» **Document extract**
(begin)
Commitment = Your Finished Memoir

By Grant Faulkner

To answer the question from Banksy’s graffiti above: I want you to write your story!

I want you to take part in JanYourStory and commit to writing 500 words for 31 days in January.

Commit is the key word in that sentence. Books require one thing beyond inspiration, great ideas, and wonderful writing: commitment.

Commitment is actually part of the recipe for inspiration, great ideas, and wonderful writing, but it doesn’t necessarily come easily.

Writing a book has been compared to running a marathon, climbing a mountain, or even going to war. And it can feel like all those things in one.

So, one crucial task of finishing your memoir is to train for endurance and believe that the very act of finishing is magic itself because the stamina it takes to finish a memoir is the same kind it takes to make a memoir good.

“I’ve said it’s hard,” said Mary Karr. “Here’s how hard: everybody I know who wades deep enough into memory’s waters drowns a little.”

Preparing your mind for the long haul

Let’s face it, writing a memoir tends to be more mentally, emotionally, and physically challenging than other genres.

It’s tough to keep moving—through the memories, but also through the words. The slow march of daily progress can abrade against the zeal that fuels the early creative stages, and the day-after-dayness of it all often exhausts writers’ attention spans.

It’s critical to remember that training for a marathon isn’t just about physical training; it’s also about preparing your mind to run for such a long time.

It took Laura Davis 10 years to write her memoir, The Burning Light of Two Stars, about caring for her mother at the end of her life.

Frank McCourt described the writing process for his memoir, Angela’s Ashes, as taking “two years and all my life to write it.” He attempted a fictional version in the 1960s but abandoned it. He retired from teaching in 1988 and concentrated on writing, and Angela’s Ashes was published eight years later in 1996.
(end)
» **Problems to solve**
**A.** Find every line in the records below that contains the string "beige", treating uppercase and lowercase as different, and copy each of those lines.
**B.** Continue the essay on finishing a memoir, starting right after its last sentence.

» **Input records**
(begin)
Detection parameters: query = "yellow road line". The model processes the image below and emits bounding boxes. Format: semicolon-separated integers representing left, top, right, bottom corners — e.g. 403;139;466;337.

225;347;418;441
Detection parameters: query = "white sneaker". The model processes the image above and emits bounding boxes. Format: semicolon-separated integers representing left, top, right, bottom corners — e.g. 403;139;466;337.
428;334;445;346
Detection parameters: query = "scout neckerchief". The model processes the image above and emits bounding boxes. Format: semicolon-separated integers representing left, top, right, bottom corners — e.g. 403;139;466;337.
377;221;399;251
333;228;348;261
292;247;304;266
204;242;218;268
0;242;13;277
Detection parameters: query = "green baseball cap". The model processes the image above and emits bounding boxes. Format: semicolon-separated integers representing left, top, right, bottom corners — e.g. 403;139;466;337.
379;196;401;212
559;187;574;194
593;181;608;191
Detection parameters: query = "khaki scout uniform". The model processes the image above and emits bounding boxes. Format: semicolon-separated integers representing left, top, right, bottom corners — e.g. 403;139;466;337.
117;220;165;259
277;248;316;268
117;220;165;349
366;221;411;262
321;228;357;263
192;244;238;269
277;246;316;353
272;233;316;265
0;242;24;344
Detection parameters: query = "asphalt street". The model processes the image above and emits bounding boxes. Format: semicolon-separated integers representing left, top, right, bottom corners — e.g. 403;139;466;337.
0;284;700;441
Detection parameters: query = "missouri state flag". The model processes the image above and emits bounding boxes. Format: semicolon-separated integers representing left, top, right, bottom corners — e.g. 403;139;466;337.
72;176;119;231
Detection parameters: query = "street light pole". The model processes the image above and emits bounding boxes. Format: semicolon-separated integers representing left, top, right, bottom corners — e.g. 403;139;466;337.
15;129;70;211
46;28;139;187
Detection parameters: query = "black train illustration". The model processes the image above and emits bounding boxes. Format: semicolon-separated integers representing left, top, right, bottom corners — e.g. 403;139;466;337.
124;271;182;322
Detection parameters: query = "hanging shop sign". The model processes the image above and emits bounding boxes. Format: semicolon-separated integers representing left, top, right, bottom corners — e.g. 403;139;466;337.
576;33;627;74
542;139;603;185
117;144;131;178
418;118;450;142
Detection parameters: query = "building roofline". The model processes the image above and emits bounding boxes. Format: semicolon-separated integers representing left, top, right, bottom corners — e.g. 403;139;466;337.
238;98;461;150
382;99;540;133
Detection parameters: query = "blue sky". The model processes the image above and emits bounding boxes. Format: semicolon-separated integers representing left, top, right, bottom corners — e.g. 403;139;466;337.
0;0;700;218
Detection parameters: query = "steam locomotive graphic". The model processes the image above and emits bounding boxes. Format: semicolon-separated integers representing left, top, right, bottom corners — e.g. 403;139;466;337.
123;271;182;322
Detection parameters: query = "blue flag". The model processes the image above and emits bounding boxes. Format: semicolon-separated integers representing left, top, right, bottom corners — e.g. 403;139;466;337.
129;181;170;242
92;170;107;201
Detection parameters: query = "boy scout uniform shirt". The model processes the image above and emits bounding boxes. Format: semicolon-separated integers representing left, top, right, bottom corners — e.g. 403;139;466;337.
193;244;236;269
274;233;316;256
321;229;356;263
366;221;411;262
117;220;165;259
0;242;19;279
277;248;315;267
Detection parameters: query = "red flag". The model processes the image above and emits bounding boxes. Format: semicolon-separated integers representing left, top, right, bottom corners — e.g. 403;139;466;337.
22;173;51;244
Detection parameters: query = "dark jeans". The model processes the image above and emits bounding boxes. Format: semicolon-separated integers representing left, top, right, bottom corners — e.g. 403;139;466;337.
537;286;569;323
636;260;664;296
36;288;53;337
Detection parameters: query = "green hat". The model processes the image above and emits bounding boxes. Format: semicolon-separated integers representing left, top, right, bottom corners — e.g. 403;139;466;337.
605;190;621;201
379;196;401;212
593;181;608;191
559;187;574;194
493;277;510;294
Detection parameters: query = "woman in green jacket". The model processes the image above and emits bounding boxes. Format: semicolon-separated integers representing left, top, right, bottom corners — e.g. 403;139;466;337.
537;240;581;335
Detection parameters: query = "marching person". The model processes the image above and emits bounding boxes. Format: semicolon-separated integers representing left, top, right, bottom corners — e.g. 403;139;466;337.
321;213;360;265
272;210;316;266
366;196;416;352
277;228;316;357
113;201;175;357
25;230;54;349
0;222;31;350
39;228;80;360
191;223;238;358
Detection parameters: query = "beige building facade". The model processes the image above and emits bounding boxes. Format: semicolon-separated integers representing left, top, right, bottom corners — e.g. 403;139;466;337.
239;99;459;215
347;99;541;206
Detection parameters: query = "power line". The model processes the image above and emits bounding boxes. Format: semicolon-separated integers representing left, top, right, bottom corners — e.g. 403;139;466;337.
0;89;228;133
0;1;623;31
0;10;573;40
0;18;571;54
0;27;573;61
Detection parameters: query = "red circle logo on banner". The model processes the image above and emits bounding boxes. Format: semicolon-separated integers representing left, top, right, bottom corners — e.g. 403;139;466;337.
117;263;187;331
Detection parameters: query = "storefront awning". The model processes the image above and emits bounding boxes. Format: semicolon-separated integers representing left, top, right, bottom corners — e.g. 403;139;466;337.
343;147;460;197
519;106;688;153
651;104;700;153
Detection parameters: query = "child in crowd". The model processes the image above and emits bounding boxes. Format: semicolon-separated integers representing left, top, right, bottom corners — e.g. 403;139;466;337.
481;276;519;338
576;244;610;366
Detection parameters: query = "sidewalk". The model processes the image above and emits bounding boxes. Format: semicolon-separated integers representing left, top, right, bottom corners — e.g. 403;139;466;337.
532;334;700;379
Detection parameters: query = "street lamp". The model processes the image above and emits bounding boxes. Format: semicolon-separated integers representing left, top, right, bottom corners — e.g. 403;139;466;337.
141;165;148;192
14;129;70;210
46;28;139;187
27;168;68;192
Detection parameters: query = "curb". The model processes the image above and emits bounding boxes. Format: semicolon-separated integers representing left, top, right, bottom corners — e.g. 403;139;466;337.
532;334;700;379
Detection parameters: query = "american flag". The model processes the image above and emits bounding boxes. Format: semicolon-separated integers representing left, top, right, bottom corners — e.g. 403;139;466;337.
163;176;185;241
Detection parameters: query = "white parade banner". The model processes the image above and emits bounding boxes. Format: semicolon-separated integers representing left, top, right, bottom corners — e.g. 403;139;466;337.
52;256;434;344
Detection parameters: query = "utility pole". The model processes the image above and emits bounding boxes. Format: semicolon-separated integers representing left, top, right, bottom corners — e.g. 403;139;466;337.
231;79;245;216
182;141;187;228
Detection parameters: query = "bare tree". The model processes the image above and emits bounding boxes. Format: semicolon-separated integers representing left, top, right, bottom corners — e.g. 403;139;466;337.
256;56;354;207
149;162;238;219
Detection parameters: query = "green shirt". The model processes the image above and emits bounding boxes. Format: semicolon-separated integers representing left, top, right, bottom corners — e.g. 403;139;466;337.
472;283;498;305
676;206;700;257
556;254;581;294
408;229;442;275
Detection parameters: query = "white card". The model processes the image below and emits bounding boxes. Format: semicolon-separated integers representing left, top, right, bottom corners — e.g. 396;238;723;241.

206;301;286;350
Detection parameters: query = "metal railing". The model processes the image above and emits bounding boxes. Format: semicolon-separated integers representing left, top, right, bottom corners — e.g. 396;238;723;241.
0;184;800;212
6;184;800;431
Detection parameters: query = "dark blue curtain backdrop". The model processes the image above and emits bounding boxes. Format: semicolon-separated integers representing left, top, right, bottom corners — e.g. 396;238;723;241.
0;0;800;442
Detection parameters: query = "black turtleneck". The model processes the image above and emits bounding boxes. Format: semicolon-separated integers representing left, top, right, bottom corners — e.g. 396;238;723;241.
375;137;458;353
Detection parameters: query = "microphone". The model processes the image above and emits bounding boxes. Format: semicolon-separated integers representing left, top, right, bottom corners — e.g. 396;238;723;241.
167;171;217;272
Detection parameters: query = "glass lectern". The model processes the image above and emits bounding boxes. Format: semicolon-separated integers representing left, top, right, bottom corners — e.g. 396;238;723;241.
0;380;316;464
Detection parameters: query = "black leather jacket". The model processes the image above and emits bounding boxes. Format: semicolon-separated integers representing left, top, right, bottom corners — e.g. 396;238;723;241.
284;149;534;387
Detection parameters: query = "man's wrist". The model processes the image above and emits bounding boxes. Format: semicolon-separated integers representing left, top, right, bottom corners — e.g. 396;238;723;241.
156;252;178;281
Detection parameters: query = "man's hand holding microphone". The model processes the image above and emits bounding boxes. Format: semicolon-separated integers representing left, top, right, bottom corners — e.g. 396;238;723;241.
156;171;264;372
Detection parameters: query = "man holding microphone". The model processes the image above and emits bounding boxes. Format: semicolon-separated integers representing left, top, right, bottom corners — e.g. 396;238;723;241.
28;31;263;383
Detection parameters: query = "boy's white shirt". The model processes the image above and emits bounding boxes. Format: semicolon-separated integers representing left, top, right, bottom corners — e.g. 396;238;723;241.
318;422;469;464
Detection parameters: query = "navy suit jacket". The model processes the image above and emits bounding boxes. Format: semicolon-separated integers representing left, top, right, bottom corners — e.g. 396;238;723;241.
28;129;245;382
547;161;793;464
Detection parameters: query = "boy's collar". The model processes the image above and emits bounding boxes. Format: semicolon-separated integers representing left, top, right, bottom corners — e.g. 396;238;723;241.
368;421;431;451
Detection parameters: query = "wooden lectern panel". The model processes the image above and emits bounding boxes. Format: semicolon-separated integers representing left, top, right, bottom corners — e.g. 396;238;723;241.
(end)
» **Answers below**
**A.**
Detection parameters: query = "beige building facade". The model processes the image above and emits bounding boxes. Format: semicolon-separated integers representing left, top, right, bottom corners — e.g. 403;139;466;337.

**B.**
You need to prepare your mind for the grind no matter what length or how ambitious your memoir is. Think of the many days that a marathon runner’s legs are stiff with fatigue, when every stride is the definition of slogging along.

You’re going to wake up some days and stare at your memoir and have to proceed with a similar slogging stride—through the terrible, the mediocre, the not-quite-there, the I-don’t-think-I-can-get-it-there, the I’m-not-a-writer, and the definitive “I quit.”

Yes, you’re going to want to stop. Perhaps often. But don’t worry. Just start again. And double down on your grit.

The grit factor

Every memoir requires a simple four-letter word that is as important as imagination itself: grit. Grit is that extra something that separates the most successful people from the rest. Research has shown that grit is even more important for success than intelligence or talent.

Grit is a super-heroic elixir. It’s a persistence that’s fortified with passion, optimism, and hope—a combination that coalesces into a steely and unwavering purpose that keeps us moving with consistent effort toward our goal even when we struggle, falter, or outright fail.


Grit is sticking with your future, day in and day out.

Grit equips us with a shield that deflects naysayers and doubts. It’s an energy drink, a pep talk, a sprinkle of fairy dust, and a compass all in one.

“Grit is sticking with your future, day in and day out, and not just for the week, not just for the month, but years,” said Angela Duckworth, a psychological researcher who focuses on studying grit and has given a popular TED talk on it.

Developing grit leads to another writing superpower: resilience. Resilience allows you to adapt in the face of adversity and push yourself through obstacles.

So often we think that mental toughness is about how we respond to extreme situations—bouncing back after getting fired or divorced or surviving a traumatic experience. There’s no doubt that extreme situations test us, but the everyday work of writing a memoir requires you to approach your mental toughness like a muscle that needs to be worked to develop. If you haven’t pushed yourself in hundreds of small ways, you’ll wilt when things get difficult.

“Someday” is never today …

That’s when people often talk themselves out of committing. It’s easy to make an excuse to not write your memoir today—but to write it in that more idyllic land of someday—because you just don’t have the time now.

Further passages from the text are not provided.